## WORK TO DO
Present every line of the records below as a numbered list, skipping blank lines and leaving the pictures out.

## DATA IN THIS EXERCISE
BEGIN

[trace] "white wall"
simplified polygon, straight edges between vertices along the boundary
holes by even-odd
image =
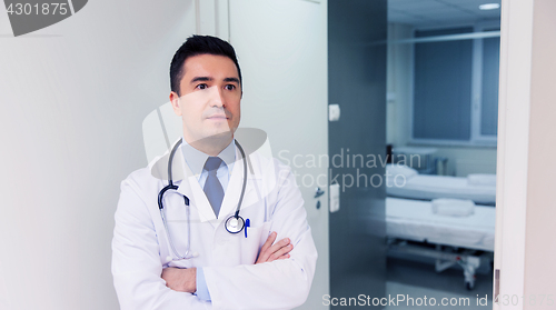
[[[556,2],[535,0],[530,82],[530,127],[527,174],[527,214],[525,234],[524,309],[554,309],[556,304],[556,206],[554,176],[556,163],[547,159],[556,153]],[[553,306],[540,294],[552,294]],[[536,304],[532,300],[536,299]]]
[[[168,100],[192,2],[89,1],[21,38],[0,6],[1,309],[118,309],[119,183],[147,163],[141,122]]]
[[[389,23],[388,41],[411,39],[410,24]],[[388,100],[386,110],[386,140],[395,147],[411,143],[411,104],[414,78],[414,48],[411,43],[389,43],[387,67]],[[430,144],[423,147],[431,147]],[[496,173],[496,148],[434,146],[436,156],[448,158],[447,173],[465,177],[468,173]]]

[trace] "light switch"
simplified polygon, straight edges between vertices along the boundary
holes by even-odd
[[[340,119],[340,106],[328,104],[328,120],[338,121]]]
[[[330,186],[330,213],[340,210],[340,184]]]

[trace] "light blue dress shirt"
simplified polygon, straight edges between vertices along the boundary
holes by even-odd
[[[226,147],[218,157],[222,160],[220,167],[216,171],[216,177],[222,184],[224,192],[226,193],[226,189],[228,188],[228,183],[230,181],[231,171],[234,169],[234,162],[236,161],[236,147],[234,144],[234,139]],[[183,139],[181,150],[183,152],[183,158],[186,159],[187,166],[199,181],[199,186],[205,188],[205,182],[207,182],[208,171],[202,169],[205,167],[205,162],[209,158],[209,154],[206,154],[196,148],[191,147]],[[218,214],[216,214],[218,217]],[[208,291],[207,281],[205,280],[205,272],[202,268],[197,268],[197,291],[195,292],[200,300],[210,301],[210,292]]]

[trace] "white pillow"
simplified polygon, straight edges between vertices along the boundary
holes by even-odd
[[[406,180],[419,174],[419,172],[417,172],[417,170],[413,169],[411,167],[397,163],[386,164],[386,173],[390,178],[396,178],[396,176],[404,176]]]
[[[467,176],[470,186],[496,187],[496,174],[471,173]]]

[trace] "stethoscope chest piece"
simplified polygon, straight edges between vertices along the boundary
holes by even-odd
[[[230,233],[238,233],[241,230],[244,230],[245,227],[245,220],[241,217],[236,217],[231,216],[226,220],[226,223],[224,226],[226,230]]]

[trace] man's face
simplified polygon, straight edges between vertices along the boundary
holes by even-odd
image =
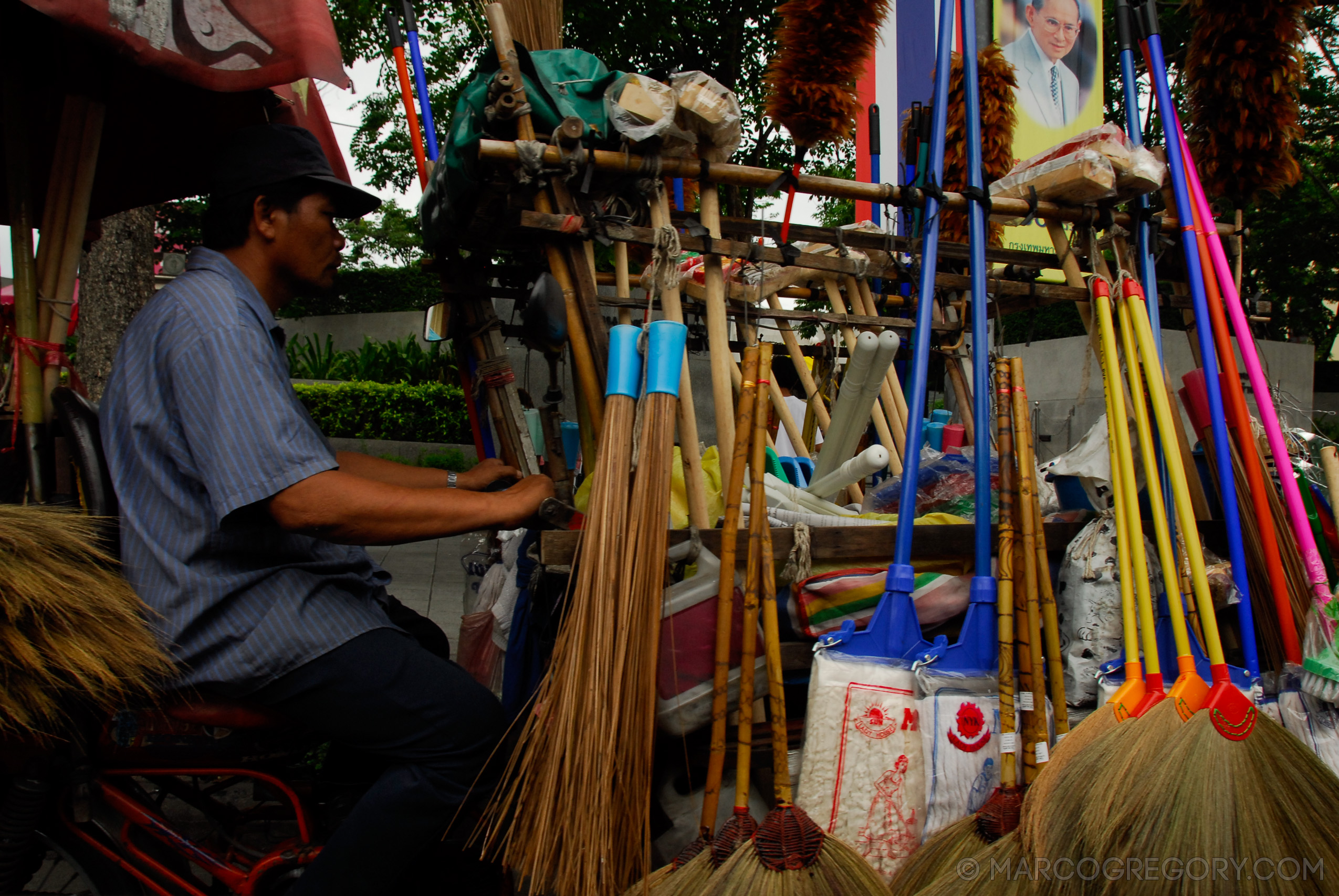
[[[304,197],[292,212],[274,209],[270,253],[276,268],[295,285],[329,289],[344,248],[335,226],[335,204],[324,193]]]
[[[1059,62],[1074,48],[1074,42],[1079,38],[1082,24],[1079,4],[1075,0],[1046,0],[1038,9],[1028,3],[1027,24],[1046,58]]]

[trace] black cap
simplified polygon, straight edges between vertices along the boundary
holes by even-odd
[[[359,218],[382,205],[367,190],[335,177],[316,137],[295,125],[256,125],[228,134],[214,154],[209,194],[221,200],[297,178],[313,181],[329,196],[336,217]]]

END

## TASK ANSWER
1. [trace] "white wall"
2. simplified polygon, straight edges between vertices along the boundary
3. holes by even-odd
4. image =
5. [[[556,2],[535,0],[530,82],[530,127],[527,174],[527,214],[525,234],[524,309],[554,309],[556,304],[556,206],[554,176],[556,163],[547,159],[556,153]],[[553,306],[540,294],[552,294]],[[536,304],[532,300],[536,299]]]
6. [[[168,100],[192,2],[89,1],[21,38],[0,6],[1,309],[118,309],[119,183],[147,163],[141,122]]]
7. [[[389,23],[388,41],[411,39],[410,24]],[[388,100],[386,110],[386,140],[395,147],[411,143],[411,104],[414,78],[414,48],[411,43],[389,43],[387,67]],[[430,144],[423,147],[431,147]],[[496,173],[496,148],[434,146],[436,156],[448,158],[447,173],[465,177],[468,173]]]
8. [trace] "light switch"
9. simplified polygon, straight edges between vertices along the boundary
10. holes by even-odd
11. [[[340,119],[340,106],[328,104],[328,120],[338,121]]]
12. [[[330,186],[330,213],[340,210],[340,184]]]
13. [trace] "light blue dress shirt"
14. simplified polygon, straight edges between vertices along the boundary
15. holes by even-odd
16. [[[226,147],[218,157],[222,160],[220,167],[216,171],[216,177],[222,184],[224,192],[226,193],[226,189],[228,188],[228,183],[230,181],[231,171],[234,169],[234,162],[236,161],[236,147],[234,144],[234,139]],[[183,139],[181,150],[183,152],[183,158],[186,159],[187,166],[199,181],[199,186],[205,188],[205,182],[207,182],[208,171],[202,169],[205,167],[205,162],[209,158],[209,154],[206,154],[196,148],[191,147]],[[218,214],[216,214],[218,217]],[[208,291],[207,281],[205,280],[205,272],[202,268],[197,268],[197,291],[195,292],[200,300],[210,301],[210,292]]]
17. [trace] "white pillow"
18. simplified polygon, straight edges between vertices along the boundary
19. holes by even-odd
20. [[[406,180],[419,174],[419,172],[417,172],[417,170],[413,169],[411,167],[397,163],[386,164],[386,173],[390,178],[396,178],[396,176],[404,176]]]
21. [[[467,176],[470,186],[496,187],[496,174],[471,173]]]
22. [trace] "stethoscope chest piece"
23. simplified polygon, straight edges between vertices along the boundary
24. holes by even-odd
25. [[[230,233],[238,233],[241,230],[244,230],[245,227],[245,220],[241,217],[236,217],[231,216],[226,220],[226,223],[224,226],[226,230]]]
26. [trace] man's face
27. simplified polygon, straight edges between vertices along the boundary
28. holes by even-odd
29. image =
30. [[[304,197],[292,212],[274,209],[270,253],[276,268],[295,285],[329,289],[344,248],[335,226],[335,204],[324,193]]]
31. [[[1059,62],[1074,48],[1074,42],[1079,38],[1082,24],[1079,4],[1075,0],[1046,0],[1038,9],[1028,3],[1027,24],[1046,58]]]
32. [trace] black cap
33. simplified polygon, straight edges between vertices along the boundary
34. holes by even-odd
35. [[[359,218],[382,205],[367,190],[335,177],[316,137],[295,125],[256,125],[228,134],[214,154],[209,194],[221,200],[297,178],[313,181],[329,196],[336,217]]]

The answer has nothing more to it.